Sri Lanka Umumkan Krisis Pangan

Sri Lanka mengumumkan keadaan darurat ekonomi yang membuat krisis pangan

EPA-EFE/CHAMILA KARUNARATHNE
Orang-orang menunggu dalam antrian untuk tes Covid-19 di luar masjid di tengah pandemi virus corona di Kolombo, Sri Lanka, 21 Desember 2020.
Rep: Dwina Agustin Red: Nur Aini

REPUBLIKA.CO.ID, KOLOMBO -- Sri Lanka mengumumkan keadaan darurat ekonomi yang berdampak pada kekurangan pangan. Pemerintah menahan stok makanan pokok dan menetapkan harganya untuk menahan inflasi yang melonjak setelah devaluasi tajam mata uangnya akibat krisis valuta asing.

Baca Juga

Presiden Sri Lanka, Gotabaya Rajapaksa, mengumumkan keadaan darurat di bawah peraturan keamanan publik untuk menjaga pasokan bahan makanan seperti gula dan beras dengan harga yang wajar pada Senin (31/8). Keadaan darurat mulai berlaku sejak tengah malam.

"Petugas yang berwenang akan dapat mengambil langkah-langkah untuk menyediakan bahan makanan penting dengan harga murah kepada masyarakat dengan membeli stok bahan makanan penting termasuk padi, beras dan gula," menurut pernyataan pers yang dikeluarkan oleh divisi media Gotabaya.

Dikutip dari Aljazirah, pemerintah telah menunjuk seorang perwira tinggi Angkatan Darat sebagai Komisaris Jenderal Layanan Esensial. Dia akan memiliki kekuatan untuk mengambil alih stok makanan yang dimiliki oleh pedagang dan pengecer, menangkap orang yang menimbun bahan pangan pokok, dan mengatur harganya.

Entri Tersimpan
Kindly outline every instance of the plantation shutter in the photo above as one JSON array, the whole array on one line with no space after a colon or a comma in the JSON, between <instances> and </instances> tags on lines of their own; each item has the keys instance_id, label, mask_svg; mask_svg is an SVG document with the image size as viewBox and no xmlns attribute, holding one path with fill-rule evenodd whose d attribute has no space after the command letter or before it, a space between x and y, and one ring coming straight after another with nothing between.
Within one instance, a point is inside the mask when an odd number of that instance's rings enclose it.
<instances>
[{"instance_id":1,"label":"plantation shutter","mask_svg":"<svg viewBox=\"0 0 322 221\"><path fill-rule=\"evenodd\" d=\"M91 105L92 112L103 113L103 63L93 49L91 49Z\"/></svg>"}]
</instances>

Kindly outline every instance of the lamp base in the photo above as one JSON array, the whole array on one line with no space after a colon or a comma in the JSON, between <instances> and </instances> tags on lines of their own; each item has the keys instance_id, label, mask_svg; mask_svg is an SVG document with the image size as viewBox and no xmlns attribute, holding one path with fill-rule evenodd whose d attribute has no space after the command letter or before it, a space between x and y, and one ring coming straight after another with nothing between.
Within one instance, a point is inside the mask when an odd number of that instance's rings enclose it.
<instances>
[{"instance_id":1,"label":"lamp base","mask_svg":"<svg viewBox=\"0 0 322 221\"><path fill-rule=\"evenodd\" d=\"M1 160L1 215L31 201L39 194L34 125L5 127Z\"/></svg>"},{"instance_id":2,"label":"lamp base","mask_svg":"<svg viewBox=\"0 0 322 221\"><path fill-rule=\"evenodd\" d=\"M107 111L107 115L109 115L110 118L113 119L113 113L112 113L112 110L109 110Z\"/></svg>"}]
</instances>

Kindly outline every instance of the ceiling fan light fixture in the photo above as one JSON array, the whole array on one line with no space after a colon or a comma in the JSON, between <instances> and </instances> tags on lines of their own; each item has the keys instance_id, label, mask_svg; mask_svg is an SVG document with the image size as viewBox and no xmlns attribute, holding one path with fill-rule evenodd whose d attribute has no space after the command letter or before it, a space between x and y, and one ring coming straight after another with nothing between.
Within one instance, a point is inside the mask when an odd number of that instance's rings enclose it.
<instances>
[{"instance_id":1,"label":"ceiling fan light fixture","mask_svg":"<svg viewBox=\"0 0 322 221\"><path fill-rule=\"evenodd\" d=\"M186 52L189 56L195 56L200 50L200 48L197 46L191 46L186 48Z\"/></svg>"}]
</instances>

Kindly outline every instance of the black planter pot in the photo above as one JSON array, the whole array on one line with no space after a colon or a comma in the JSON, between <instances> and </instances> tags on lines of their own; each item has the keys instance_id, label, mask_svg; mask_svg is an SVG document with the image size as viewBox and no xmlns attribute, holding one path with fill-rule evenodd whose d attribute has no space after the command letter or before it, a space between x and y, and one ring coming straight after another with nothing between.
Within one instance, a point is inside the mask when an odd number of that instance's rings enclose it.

▶ **Tugas yang Diminta**:
• a. Apakah pernyataan berikut sesuai dengan berita krisis pangan Sri Lanka? Jawab ya atau tidak untuk tiap pernyataan, disertai kutipan persis dari teks yang menentukan jawabannya. (i) Keadaan darurat mulai berlaku sejak tengah malam. (ii) Perwira yang ditunjuk sebagai Komisaris Jenderal Layanan Esensial berasal dari Angkatan Laut. (iii) Gandum disebut dalam pernyataan pers sebagai salah satu bahan makanan penting yang akan dibeli stoknya.
• b. Ganti "pasokan" dengan "persediaan" pada bagian berita krisis pangan Sri Lanka yang dimulai dengan "Rep: Dwina Agustin" dan terus sampai "sejak tengah malam.", lalu tuliskan bagian itu kembali.

▶ **Tugas Terselesaikan**:
• a.
(i) Ya: "Keadaan darurat mulai berlaku sejak tengah malam."
(ii) Tidak: "seorang perwira tinggi Angkatan Darat sebagai Komisaris Jenderal Layanan Esensial"
(iii) Tidak: "termasuk padi, beras dan gula"

• b.
Rep: Dwina Agustin Red: Nur Aini

REPUBLIKA.CO.ID, KOLOMBO -- Sri Lanka mengumumkan keadaan darurat ekonomi yang berdampak pada kekurangan pangan. Pemerintah menahan stok makanan pokok dan menetapkan harganya untuk menahan inflasi yang melonjak setelah devaluasi tajam mata uangnya akibat krisis valuta asing.

Baca Juga

Presiden Sri Lanka, Gotabaya Rajapaksa, mengumumkan keadaan darurat di bawah peraturan keamanan publik untuk menjaga persediaan bahan makanan seperti gula dan beras dengan harga yang wajar pada Senin (31/8). Keadaan darurat mulai berlaku sejak tengah malam.